▸ Document excerpt
╔══

Patrick Huse (born April 1, 1948) is a Norwegian painter and multimedia artist. He studied landscape art and conceptualism during the late 1970s and early 1980s. His works incorporate techniques as painting, drawing, photograph, video, wall based text material and objects. His work is described by Matthew Kangas, Seattle’s leading critic for thirty years, interprets Patrick Huse’s art in the light of this narrative when he gave a great deal of praise in the Seattle Times about “Rift” in the Frye Art Museum, 2000: “Dark, cloudy and moody, Huse's pictures are part of a long, gloomy tradition of northern European landscape tradition. In the early 1990s he started a project titled Rethinking Landscape, trilogy consisting of the three parts: 1 Nordic Landscape, 2 RIFT and 3 Penetration. The traditional landscape art still plays a role as an artistic reference, but through a series of exhibitions from the mid-1990s and later, he has challenged landscape art in a way which makes his project unique. For many years through his interest for indigenous people and tradition in the Arctic Patrick Huse extensively travelled the north and his work in a period of twelve years resulted in an approach to art through a crossover between art and anthropology. This was concluded in a trilogy called Northern Imaginary which was under production for nine years.

Patrick Huse has worked extensively with larger pedagogical museum art projects connected to Northern issues for many years. Produced books connected to the different projects. Social research in Arctic Canada, Greenland, Iceland and the Nordic countries and cooperated with a large number of academics from several universities. The books are used as text books in academic courses in universities and university colleges.

╚══

▸ Exercises to complete
(1) Copy the Patrick Huse biography word for word from "Patrick Huse has" to "and university colleges.".
(2) Answer these questions using the Patrick Huse biography:
(a) On what date was Patrick Huse born?
(b) What is the third part of the Rethinking Landscape trilogy?
(c) For how many years was Northern Imaginary under production?
(3) Continue the Patrick Huse biography from its final sentence.

▸ Provided records
╔══

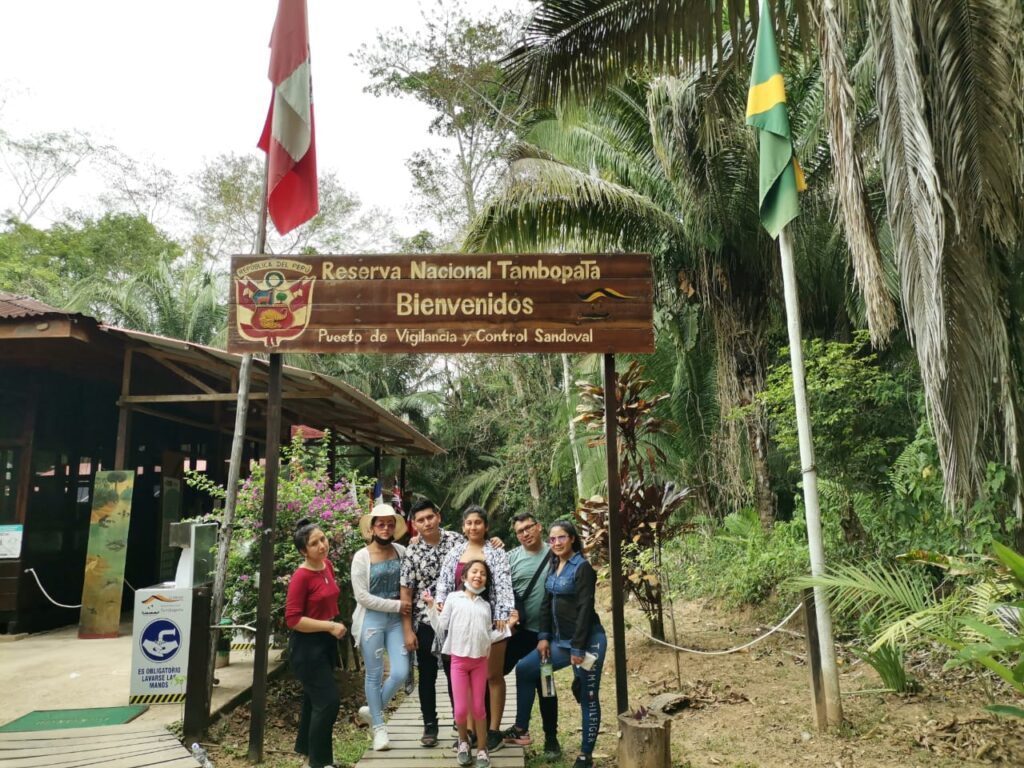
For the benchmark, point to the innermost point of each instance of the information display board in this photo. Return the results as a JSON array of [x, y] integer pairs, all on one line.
[[160, 644], [444, 303]]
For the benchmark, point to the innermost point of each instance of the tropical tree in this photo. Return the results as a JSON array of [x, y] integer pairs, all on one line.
[[225, 215], [50, 264], [667, 167], [452, 66], [179, 300], [950, 125]]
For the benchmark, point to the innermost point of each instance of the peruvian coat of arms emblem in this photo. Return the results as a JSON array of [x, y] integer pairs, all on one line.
[[273, 300]]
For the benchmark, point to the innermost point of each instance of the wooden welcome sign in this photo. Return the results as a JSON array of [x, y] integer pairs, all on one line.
[[442, 303]]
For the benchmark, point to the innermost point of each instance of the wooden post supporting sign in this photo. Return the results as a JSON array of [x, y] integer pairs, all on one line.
[[615, 534]]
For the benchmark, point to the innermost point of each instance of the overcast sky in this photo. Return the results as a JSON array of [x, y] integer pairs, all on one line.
[[178, 82]]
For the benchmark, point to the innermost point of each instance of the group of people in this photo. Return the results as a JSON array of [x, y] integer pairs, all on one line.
[[458, 601]]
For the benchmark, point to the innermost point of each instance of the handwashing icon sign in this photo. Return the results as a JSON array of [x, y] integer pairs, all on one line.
[[161, 640]]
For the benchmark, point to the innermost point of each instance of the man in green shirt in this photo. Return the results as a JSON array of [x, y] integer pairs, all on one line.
[[529, 570]]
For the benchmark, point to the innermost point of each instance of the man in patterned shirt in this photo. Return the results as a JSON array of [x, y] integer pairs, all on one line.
[[419, 571]]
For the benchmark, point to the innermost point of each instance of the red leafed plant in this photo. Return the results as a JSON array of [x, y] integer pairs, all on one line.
[[648, 502]]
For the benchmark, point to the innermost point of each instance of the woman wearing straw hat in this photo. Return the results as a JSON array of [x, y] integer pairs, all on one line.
[[377, 621]]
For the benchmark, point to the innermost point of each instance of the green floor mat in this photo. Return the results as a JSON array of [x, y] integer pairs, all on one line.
[[52, 720]]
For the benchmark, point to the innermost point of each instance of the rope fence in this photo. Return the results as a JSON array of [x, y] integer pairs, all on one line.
[[756, 640]]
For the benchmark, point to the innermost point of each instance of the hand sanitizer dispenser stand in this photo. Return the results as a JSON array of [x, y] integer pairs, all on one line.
[[162, 625]]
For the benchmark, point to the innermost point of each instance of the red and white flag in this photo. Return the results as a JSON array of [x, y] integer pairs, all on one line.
[[289, 137]]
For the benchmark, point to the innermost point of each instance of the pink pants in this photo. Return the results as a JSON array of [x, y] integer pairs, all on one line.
[[469, 681]]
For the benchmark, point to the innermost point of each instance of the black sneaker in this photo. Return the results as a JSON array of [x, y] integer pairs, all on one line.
[[429, 737], [496, 740], [517, 737], [552, 750]]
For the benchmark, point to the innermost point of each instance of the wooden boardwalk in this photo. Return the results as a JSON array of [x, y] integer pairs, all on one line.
[[406, 726], [105, 747]]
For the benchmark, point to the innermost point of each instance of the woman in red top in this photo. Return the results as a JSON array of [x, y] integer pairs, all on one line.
[[309, 610]]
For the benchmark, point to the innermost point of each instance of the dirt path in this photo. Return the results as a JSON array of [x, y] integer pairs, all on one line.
[[753, 708], [747, 710]]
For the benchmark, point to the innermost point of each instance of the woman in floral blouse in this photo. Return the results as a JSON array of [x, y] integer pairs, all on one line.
[[476, 547]]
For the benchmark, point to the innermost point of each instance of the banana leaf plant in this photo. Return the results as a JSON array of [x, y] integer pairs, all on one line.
[[1001, 647]]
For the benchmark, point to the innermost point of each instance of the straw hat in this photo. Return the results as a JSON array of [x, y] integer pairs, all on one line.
[[382, 510]]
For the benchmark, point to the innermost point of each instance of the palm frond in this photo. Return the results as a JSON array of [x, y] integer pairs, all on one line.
[[573, 48], [948, 77], [859, 226]]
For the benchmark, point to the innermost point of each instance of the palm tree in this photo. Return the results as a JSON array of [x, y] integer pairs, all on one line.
[[667, 167], [951, 120]]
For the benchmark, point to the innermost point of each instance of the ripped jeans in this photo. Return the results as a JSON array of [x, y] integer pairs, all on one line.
[[382, 633], [527, 673]]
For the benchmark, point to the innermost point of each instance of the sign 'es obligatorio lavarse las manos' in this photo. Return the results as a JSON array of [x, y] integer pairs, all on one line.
[[442, 303]]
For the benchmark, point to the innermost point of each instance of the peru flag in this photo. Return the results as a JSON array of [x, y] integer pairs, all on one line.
[[289, 137]]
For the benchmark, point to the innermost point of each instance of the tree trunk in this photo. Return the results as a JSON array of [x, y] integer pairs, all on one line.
[[764, 498], [535, 485], [566, 388], [644, 743]]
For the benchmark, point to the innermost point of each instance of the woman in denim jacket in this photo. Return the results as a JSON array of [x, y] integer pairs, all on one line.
[[476, 547], [570, 630]]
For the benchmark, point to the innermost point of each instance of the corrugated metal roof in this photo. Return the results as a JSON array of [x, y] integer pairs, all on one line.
[[13, 305], [369, 421]]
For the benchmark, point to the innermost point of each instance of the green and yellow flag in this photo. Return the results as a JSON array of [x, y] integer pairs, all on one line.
[[780, 176]]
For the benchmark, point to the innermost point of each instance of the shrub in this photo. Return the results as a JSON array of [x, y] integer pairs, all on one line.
[[304, 489]]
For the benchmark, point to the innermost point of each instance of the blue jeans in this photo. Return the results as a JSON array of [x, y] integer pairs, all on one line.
[[382, 632], [527, 675]]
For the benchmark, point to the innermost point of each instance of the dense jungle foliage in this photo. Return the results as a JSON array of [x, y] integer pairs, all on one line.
[[911, 294]]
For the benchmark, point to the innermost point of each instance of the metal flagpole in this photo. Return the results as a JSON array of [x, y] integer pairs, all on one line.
[[257, 720], [233, 472], [810, 474]]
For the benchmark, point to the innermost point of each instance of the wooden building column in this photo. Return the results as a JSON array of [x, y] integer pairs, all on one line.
[[124, 418]]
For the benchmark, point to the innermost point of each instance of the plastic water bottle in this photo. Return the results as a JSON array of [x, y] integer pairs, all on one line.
[[200, 756], [547, 680]]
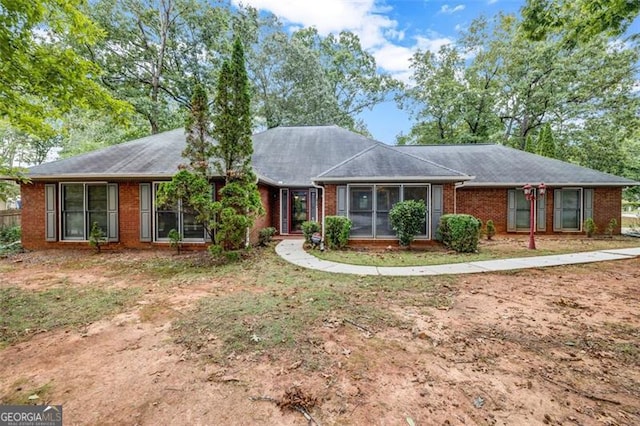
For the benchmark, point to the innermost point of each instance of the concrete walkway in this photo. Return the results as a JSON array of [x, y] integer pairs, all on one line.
[[292, 251]]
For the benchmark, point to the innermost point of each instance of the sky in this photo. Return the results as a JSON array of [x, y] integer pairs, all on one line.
[[391, 30]]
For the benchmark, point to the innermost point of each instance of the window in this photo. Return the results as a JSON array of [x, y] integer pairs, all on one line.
[[83, 204], [369, 207], [179, 217], [568, 206], [361, 210]]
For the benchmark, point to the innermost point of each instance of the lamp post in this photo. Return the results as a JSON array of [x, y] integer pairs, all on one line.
[[530, 194]]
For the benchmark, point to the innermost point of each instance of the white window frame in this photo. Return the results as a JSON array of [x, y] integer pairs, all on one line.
[[374, 187], [86, 229], [180, 218]]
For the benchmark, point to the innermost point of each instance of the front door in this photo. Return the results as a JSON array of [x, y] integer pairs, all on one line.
[[299, 209]]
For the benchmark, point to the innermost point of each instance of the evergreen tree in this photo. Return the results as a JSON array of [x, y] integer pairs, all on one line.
[[529, 145], [546, 145], [200, 148], [232, 117], [240, 200]]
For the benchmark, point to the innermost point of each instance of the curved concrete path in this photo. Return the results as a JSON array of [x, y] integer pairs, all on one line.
[[292, 251]]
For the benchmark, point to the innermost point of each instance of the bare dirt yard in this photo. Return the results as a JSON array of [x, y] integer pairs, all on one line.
[[157, 338]]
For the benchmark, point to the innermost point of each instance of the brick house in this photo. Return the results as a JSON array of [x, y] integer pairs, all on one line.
[[307, 173]]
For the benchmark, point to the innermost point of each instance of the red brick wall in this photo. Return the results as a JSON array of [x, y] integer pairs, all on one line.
[[607, 205], [33, 216], [485, 204], [491, 203]]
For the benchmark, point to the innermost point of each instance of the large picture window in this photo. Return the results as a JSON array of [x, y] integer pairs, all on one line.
[[83, 204], [179, 217], [369, 207]]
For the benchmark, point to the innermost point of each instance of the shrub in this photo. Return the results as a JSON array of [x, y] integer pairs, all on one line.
[[265, 235], [96, 237], [590, 227], [337, 230], [175, 240], [308, 229], [459, 232], [10, 234], [407, 219], [491, 229]]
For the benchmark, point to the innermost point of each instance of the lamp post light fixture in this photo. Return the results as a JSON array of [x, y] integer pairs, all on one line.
[[531, 193]]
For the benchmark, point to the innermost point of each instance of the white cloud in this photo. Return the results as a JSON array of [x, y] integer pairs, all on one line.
[[450, 10], [378, 33]]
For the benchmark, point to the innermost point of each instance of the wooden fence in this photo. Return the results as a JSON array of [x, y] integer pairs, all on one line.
[[9, 218]]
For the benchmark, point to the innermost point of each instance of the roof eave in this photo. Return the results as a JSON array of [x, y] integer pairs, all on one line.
[[392, 179], [550, 184]]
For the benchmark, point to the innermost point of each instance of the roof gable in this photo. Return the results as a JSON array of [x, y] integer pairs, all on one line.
[[498, 165], [385, 163]]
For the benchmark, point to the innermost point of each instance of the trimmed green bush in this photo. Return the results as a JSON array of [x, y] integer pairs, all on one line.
[[590, 227], [266, 235], [308, 229], [459, 232], [337, 230], [407, 219]]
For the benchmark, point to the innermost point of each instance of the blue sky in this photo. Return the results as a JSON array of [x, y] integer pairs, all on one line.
[[391, 31]]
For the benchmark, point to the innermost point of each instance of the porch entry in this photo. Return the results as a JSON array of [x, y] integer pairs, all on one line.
[[297, 205]]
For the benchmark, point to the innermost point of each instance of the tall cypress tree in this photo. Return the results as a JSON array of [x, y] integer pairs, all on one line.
[[232, 117], [199, 149], [240, 200]]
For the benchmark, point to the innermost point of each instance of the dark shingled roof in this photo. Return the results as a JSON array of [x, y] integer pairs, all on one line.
[[498, 165], [295, 155], [153, 156], [385, 163]]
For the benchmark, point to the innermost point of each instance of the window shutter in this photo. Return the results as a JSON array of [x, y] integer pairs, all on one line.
[[313, 205], [145, 212], [284, 211], [588, 203], [437, 207], [557, 209], [112, 211], [341, 196], [511, 210], [541, 209], [51, 233]]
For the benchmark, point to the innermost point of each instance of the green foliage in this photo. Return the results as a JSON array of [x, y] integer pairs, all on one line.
[[232, 117], [577, 21], [175, 240], [407, 219], [337, 229], [459, 232], [96, 237], [308, 229], [42, 75], [590, 227], [546, 145], [490, 229], [200, 148], [529, 145], [266, 235], [194, 191]]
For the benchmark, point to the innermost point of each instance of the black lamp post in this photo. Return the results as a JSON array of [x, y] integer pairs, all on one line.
[[530, 194]]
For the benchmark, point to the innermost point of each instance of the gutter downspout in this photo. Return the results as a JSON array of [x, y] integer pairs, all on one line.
[[455, 195], [324, 206]]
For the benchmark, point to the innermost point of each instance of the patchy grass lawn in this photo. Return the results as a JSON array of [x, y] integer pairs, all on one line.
[[179, 338], [498, 248], [27, 312]]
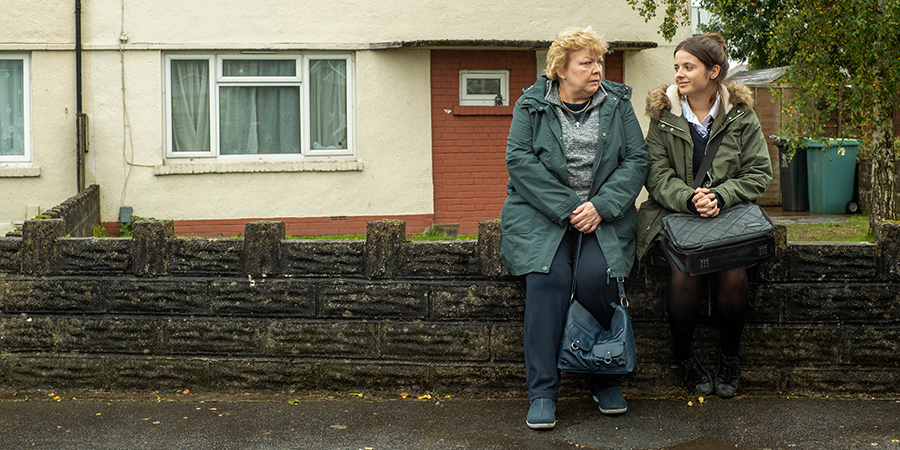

╚══

▸ Expected responses
(1)
Patrick Huse has worked extensively with larger pedagogical museum art projects connected to Northern issues for many years. Produced books connected to the different projects. Social research in Arctic Canada, Greenland, Iceland and the Nordic countries and cooperated with a large number of academics from several universities. The books are used as text books in academic courses in universities and university colleges.

(2)
(a) April 1, 1948
(b) Penetration
(c) Nine years

(3)
In his entire body of work, Patrick Huse argues the use of elements taken from nature and culture in the northern areas becomes an invitation to associate with working on the relationship – center and periphery, one of the most repeated topics for structuring the geographical relationship between north and south. The choice of geographical location forces the artist and viewer to relate to places where the basis of existence is so meager that existence itself is stretched to its limits. One can claim that there is a desire to place oneself in a type of challenge which one does not go through unchanged and addresses a freedom of speech in contradiction to any ideology.

Gallery 

Title: Discharge and Fermentation, Oil on canvas, 201x382 cm, 1998–2008, Pori Art Museum, Finland, Patrick Huse

Title: Landscape Flow, Technique: Oil on canvas, 190 x 190 cm, Reykjavik Art Museum, Iceland

Title: Fragile Painting / 2010, Technique: Oil on canvas, 75 x 90 cm / 30 x 36 inches, Lillerhammer Art Museum, Norway

Title: Landscape Flow Iceland, 2005, Technique: Oil on canvas / Photo, 180 x 540 cm / 72 x 280 inches, Patrick Huse, National Museum of Art, Norway

Title: Technique: Oil on canvas / Photo, Size: 180 x 540 cm / 72 x 280 inches, Sparebankstiftelsen DNB Nor, Norway

References 
 Nordic Landscapes, JW Cappelen Publishing House 1994 -  
 Rift, Aschehoug Publishing House 1998 -  
 Penetration, Stenersen Museum / Delta Press 2001  -  
 Encounter, Lillehammer Art Museum / Delta Press 2003 -  
 East Greenland Impressions, Lillehammer Art Museum / Delta Press  2003 -  
 Intimate Absence,  Henie Onstad Art Center / Delta Press  2005 -  
 Northern Imaginary 3rd part, Production Delta Press, Norway / Pori Art Museum,   Finland 2008.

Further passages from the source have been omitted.